*What you are asked to do*:
Report every line of the items below that contains the word "window", copying each such line in full.

*Dataset records*:
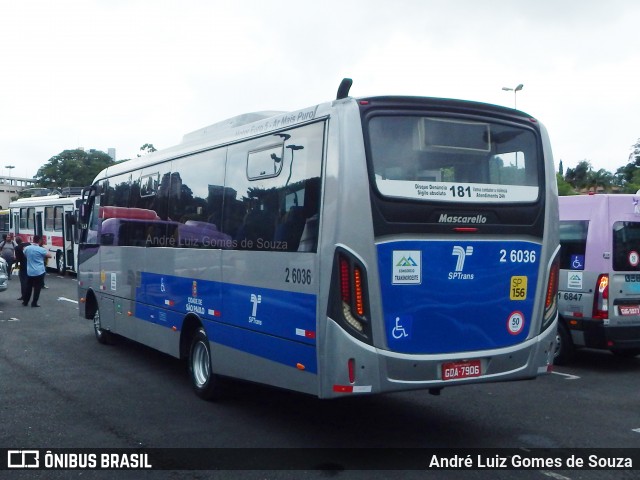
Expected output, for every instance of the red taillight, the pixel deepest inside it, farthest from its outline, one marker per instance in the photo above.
(359, 297)
(353, 293)
(351, 367)
(552, 286)
(601, 298)
(345, 284)
(551, 296)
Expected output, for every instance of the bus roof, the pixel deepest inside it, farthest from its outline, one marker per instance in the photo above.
(254, 124)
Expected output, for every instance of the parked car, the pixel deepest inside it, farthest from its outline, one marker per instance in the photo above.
(599, 290)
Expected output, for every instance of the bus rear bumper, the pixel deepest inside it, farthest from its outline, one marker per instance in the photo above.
(377, 370)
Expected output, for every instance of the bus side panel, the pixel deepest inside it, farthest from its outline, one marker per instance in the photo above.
(268, 314)
(448, 297)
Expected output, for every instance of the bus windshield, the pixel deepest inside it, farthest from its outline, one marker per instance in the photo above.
(448, 159)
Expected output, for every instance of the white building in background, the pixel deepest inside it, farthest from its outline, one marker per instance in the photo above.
(11, 186)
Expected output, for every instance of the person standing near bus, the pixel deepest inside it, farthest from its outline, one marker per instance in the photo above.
(8, 252)
(21, 261)
(36, 256)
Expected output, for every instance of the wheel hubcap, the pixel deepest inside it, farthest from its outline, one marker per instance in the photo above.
(201, 364)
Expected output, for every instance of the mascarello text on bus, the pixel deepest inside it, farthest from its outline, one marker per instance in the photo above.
(353, 247)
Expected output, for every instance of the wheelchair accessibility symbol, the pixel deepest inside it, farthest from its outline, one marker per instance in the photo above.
(577, 262)
(399, 331)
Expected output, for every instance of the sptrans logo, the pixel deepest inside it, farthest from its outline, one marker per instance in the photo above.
(407, 268)
(461, 253)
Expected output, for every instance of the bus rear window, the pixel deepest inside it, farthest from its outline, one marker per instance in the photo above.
(626, 246)
(444, 159)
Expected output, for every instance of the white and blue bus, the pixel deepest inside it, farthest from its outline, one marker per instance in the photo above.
(357, 246)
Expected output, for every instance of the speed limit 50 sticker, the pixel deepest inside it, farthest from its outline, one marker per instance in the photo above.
(515, 324)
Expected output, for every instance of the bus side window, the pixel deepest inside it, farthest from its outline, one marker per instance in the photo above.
(276, 212)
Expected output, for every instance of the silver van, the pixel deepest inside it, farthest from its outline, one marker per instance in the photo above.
(599, 291)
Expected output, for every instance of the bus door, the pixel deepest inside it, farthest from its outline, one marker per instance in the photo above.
(68, 236)
(38, 230)
(16, 222)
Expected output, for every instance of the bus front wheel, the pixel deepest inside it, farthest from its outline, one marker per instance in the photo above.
(205, 383)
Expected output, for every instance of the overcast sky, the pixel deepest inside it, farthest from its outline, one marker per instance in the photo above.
(121, 73)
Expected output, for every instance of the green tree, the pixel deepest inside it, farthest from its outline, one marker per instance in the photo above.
(578, 177)
(72, 168)
(564, 187)
(147, 148)
(601, 179)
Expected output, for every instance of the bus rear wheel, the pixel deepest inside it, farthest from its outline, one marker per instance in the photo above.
(103, 336)
(205, 383)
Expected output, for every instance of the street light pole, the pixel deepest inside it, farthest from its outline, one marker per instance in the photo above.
(515, 94)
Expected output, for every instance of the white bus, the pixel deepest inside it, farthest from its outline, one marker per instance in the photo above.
(54, 218)
(356, 246)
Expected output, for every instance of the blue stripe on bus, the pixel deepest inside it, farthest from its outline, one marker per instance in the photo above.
(274, 324)
(286, 352)
(454, 296)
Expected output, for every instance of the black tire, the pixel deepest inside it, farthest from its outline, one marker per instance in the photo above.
(205, 383)
(565, 350)
(103, 336)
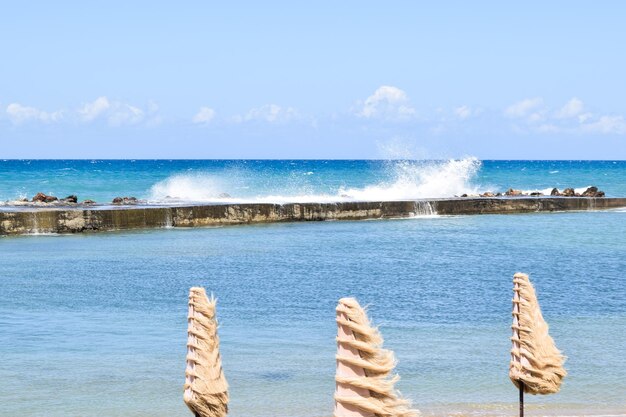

*Full solution*:
Expected output, for every instance of the bus rear window, the pixel deepest inside it, farthest from its outline, one marker per instance in the photo above.
Expected output, for every instance of the bus side window, the pixel deepest inside it, farthest from its outline, one marker per instance in the photo above.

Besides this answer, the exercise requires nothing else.